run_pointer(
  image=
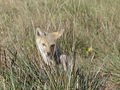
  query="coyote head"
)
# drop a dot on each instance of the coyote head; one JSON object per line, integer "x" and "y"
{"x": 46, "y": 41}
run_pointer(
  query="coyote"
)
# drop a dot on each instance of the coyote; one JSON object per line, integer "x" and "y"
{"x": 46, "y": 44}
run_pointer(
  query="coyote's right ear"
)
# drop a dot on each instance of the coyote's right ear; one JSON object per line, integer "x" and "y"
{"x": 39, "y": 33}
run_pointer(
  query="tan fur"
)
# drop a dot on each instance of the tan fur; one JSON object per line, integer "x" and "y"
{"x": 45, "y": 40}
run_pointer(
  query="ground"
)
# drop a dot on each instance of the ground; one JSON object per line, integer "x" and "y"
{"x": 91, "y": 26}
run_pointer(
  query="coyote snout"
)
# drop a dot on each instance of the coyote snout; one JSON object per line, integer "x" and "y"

● ● ● ● ● ● ●

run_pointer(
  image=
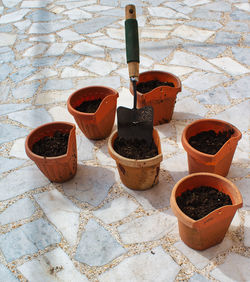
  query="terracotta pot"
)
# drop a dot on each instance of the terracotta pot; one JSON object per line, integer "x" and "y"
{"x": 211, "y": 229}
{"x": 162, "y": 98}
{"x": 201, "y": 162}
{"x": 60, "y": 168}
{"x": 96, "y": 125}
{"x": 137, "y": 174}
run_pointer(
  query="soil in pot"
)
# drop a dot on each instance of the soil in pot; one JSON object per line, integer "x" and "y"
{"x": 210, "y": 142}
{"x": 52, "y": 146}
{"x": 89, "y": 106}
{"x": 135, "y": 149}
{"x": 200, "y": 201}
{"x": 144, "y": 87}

● ● ● ● ● ● ●

## Stated goal
Filter the records above down to the lines containing the word "head", and copy each of those lines in its original order.

## Response to the task
  query="coyote head"
# drop a dot on each instance of the coyote head; one JSON object per line, integer "x" and "y"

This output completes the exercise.